_Document excerpt_
+ + +

The Academy has been trying to fix a problem with the increasingly ratings-challenged Oscars telecast for a decade. Their latest attempt at a solution – a Popular Film category – is, well, it’s not great.
Newly re-elected Academy president John Bailey and his Board of Governors are making some changes to the Oscars. Most notably, the email sent out to Academy members this morning included the following stunningly vague announcement: “We will create a new category for outstanding achievement in popular film. Eligibility requirements and other key details will be forthcoming.”
Additional changes include an earlier telecast (February 9th instead of February 23rd) and a strict mandate to limit the show to three hours, which will mean handing out some of the awards (sorry, short categories) during commercial breaks and airing only the highlights later in the broadcast. This shuffling of less popular categories to off-air follows the leads of other awards shows, like the Grammy’s, but it is an insult to film purists, especially if this means craft awards like Best Costume end up shafted. Airing earlier in the month will eliminate that awkward waiting period between all of the other major awards shows (other than the Indie Spirit awards) and the Oscars, but it’s a remarkably tight window. As a frame of reference, this year’s Oscars didn’t even start voting on the winners until February 20th.

+ + +

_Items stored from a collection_

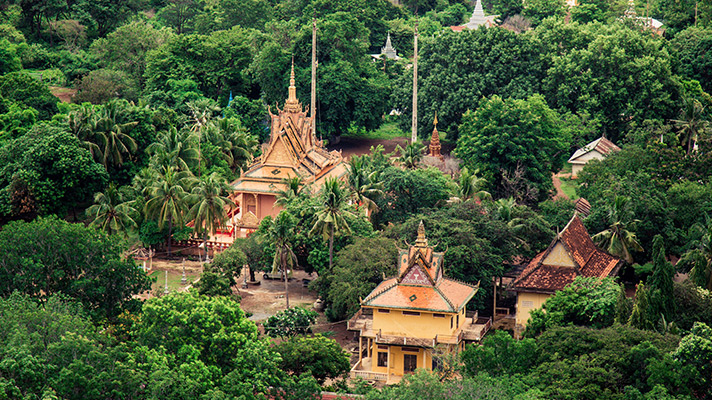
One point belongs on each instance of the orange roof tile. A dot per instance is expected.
(589, 260)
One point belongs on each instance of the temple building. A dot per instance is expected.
(596, 150)
(292, 150)
(572, 253)
(434, 147)
(387, 51)
(477, 19)
(407, 316)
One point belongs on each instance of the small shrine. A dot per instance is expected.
(406, 316)
(434, 148)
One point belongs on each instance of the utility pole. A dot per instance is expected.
(312, 107)
(414, 126)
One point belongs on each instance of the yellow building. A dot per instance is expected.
(405, 317)
(292, 150)
(572, 253)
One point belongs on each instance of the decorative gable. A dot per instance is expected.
(416, 276)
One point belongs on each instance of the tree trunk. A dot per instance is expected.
(284, 271)
(331, 249)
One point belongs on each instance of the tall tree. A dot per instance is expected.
(660, 283)
(281, 233)
(167, 201)
(619, 239)
(211, 206)
(514, 139)
(49, 256)
(111, 212)
(174, 148)
(110, 129)
(330, 216)
(698, 258)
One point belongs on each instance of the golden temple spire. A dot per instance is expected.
(421, 241)
(435, 140)
(292, 103)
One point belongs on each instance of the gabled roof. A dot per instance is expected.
(293, 150)
(601, 145)
(420, 284)
(588, 261)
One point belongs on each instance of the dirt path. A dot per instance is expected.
(267, 298)
(357, 146)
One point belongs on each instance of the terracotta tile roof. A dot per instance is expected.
(448, 296)
(589, 260)
(601, 145)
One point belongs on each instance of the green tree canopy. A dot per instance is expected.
(514, 140)
(49, 256)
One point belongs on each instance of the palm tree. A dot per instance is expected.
(330, 216)
(294, 187)
(619, 239)
(364, 184)
(504, 208)
(281, 233)
(167, 199)
(236, 143)
(411, 155)
(210, 207)
(692, 123)
(175, 148)
(698, 258)
(201, 111)
(469, 184)
(111, 212)
(110, 133)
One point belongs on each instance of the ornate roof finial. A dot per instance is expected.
(292, 104)
(421, 241)
(435, 140)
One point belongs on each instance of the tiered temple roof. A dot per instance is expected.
(292, 150)
(477, 19)
(552, 270)
(420, 284)
(601, 145)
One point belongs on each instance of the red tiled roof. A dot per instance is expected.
(447, 296)
(589, 260)
(601, 145)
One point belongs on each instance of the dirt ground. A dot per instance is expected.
(357, 146)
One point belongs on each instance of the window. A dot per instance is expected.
(382, 359)
(410, 362)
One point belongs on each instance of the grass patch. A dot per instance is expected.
(173, 280)
(388, 130)
(569, 186)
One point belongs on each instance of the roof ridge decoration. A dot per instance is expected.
(375, 294)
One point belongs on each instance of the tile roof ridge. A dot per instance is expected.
(373, 295)
(447, 300)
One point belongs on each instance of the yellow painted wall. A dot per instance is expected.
(423, 326)
(527, 302)
(397, 360)
(559, 256)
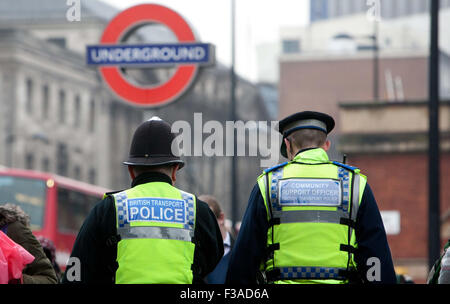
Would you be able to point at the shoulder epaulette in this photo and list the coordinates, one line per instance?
(348, 167)
(275, 167)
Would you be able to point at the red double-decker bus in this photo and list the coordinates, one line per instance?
(57, 205)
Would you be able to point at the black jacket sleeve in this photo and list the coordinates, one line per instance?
(97, 254)
(97, 259)
(250, 245)
(252, 239)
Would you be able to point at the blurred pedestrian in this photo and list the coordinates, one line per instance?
(50, 251)
(440, 272)
(14, 222)
(152, 232)
(218, 275)
(311, 220)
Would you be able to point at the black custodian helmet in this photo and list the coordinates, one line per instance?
(152, 145)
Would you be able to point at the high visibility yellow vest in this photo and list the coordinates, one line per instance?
(156, 223)
(311, 205)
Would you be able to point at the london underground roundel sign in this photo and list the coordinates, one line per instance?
(111, 55)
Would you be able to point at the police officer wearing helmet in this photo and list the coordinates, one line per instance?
(311, 220)
(152, 232)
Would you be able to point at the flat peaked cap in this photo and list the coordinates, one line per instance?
(304, 120)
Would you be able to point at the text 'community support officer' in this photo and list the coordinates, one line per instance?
(152, 232)
(310, 220)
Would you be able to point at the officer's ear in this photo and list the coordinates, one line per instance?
(131, 171)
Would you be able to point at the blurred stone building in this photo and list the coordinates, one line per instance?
(57, 115)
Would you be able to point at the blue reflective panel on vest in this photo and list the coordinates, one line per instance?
(156, 210)
(310, 192)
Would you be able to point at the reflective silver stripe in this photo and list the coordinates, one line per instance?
(310, 216)
(122, 216)
(355, 195)
(155, 232)
(311, 273)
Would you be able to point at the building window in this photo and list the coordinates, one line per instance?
(92, 116)
(45, 101)
(29, 161)
(77, 114)
(62, 158)
(77, 173)
(29, 97)
(62, 106)
(291, 46)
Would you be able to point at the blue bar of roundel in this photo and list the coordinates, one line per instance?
(149, 54)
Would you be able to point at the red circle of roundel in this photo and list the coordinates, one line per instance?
(165, 92)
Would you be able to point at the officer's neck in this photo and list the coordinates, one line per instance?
(302, 150)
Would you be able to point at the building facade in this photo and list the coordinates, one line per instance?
(329, 9)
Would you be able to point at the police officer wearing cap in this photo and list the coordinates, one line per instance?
(311, 220)
(152, 232)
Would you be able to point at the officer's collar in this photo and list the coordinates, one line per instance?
(149, 177)
(315, 154)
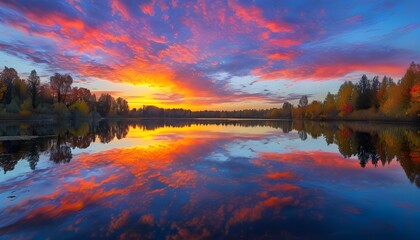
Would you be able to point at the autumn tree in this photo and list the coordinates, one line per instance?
(303, 102)
(346, 98)
(34, 85)
(20, 90)
(105, 102)
(381, 93)
(122, 106)
(287, 109)
(313, 110)
(328, 108)
(364, 89)
(61, 84)
(374, 92)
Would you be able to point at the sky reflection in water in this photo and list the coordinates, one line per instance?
(214, 181)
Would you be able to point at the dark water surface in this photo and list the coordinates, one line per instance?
(210, 180)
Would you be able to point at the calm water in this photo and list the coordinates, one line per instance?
(209, 179)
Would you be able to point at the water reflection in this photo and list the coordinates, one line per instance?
(370, 143)
(212, 179)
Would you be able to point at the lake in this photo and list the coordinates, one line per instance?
(210, 179)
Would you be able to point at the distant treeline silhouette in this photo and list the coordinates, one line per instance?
(377, 144)
(20, 98)
(368, 99)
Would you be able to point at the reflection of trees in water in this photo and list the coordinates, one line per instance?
(375, 144)
(370, 143)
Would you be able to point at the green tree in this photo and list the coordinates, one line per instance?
(329, 106)
(287, 109)
(61, 84)
(34, 85)
(303, 102)
(346, 97)
(374, 92)
(122, 106)
(105, 102)
(364, 88)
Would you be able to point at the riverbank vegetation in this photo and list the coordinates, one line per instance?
(368, 99)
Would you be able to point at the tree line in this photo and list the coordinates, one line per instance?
(368, 99)
(371, 144)
(27, 97)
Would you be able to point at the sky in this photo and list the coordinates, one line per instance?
(210, 54)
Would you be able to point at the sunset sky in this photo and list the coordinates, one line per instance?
(210, 54)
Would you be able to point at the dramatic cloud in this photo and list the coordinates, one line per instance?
(177, 47)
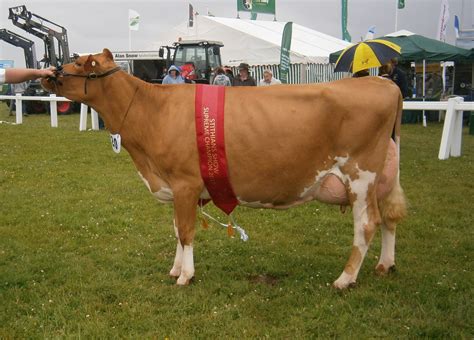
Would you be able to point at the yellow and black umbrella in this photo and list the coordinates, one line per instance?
(366, 54)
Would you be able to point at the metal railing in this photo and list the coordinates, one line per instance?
(451, 138)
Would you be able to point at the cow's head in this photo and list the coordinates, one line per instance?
(77, 80)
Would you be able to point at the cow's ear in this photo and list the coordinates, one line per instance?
(90, 63)
(108, 55)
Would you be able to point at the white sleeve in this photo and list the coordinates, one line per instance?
(2, 76)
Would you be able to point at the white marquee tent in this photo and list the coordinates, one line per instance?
(257, 42)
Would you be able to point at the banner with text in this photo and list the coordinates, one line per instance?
(285, 52)
(256, 6)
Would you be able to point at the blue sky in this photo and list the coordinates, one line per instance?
(95, 24)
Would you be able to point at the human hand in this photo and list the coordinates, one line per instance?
(47, 72)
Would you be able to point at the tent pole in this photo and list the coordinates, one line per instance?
(424, 93)
(396, 15)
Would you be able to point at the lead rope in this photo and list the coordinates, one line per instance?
(231, 226)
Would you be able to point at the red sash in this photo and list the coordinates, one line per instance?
(209, 108)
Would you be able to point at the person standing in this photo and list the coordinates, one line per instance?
(268, 79)
(399, 77)
(173, 76)
(243, 78)
(221, 78)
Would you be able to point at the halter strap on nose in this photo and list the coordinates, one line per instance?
(92, 75)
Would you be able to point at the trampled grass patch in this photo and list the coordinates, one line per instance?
(85, 251)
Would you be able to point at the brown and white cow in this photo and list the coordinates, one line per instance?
(285, 145)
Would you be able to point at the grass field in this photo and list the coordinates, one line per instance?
(85, 251)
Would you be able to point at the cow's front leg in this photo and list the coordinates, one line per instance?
(185, 202)
(366, 218)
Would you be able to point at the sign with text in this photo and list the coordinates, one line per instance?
(256, 6)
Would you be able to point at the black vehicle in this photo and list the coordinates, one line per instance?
(196, 58)
(56, 52)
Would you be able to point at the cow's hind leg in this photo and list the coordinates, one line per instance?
(366, 218)
(185, 202)
(392, 210)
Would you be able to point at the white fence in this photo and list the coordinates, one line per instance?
(53, 108)
(451, 138)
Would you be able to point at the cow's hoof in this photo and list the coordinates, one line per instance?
(384, 270)
(175, 272)
(345, 281)
(341, 284)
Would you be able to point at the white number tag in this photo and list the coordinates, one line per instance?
(116, 142)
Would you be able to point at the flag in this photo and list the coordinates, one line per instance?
(345, 33)
(285, 52)
(370, 33)
(456, 26)
(443, 20)
(191, 16)
(133, 20)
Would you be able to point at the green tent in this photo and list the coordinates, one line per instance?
(417, 48)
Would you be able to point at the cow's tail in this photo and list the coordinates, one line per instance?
(393, 206)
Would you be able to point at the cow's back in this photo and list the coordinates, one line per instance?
(278, 138)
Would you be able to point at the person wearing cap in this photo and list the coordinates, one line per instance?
(221, 78)
(174, 76)
(243, 78)
(268, 79)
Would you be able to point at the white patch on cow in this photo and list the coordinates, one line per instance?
(178, 258)
(187, 269)
(387, 254)
(178, 261)
(205, 194)
(165, 194)
(334, 170)
(144, 180)
(344, 281)
(255, 204)
(359, 187)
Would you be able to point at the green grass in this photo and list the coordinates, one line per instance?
(85, 251)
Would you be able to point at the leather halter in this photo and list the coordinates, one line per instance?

+ + +

_Instructions to follow_
Transcribe the part of the Oscars article that begins at the words "The Academy has" and stops after the words "it’s not great.". These items stand apart from the Oscars article and are separate material.

_Exercise output_
The Academy has been trying to fix a problem with the increasingly ratings-challenged Oscars telecast for a decade. Their latest attempt at a solution – a Popular Film category – is, well, it’s not great.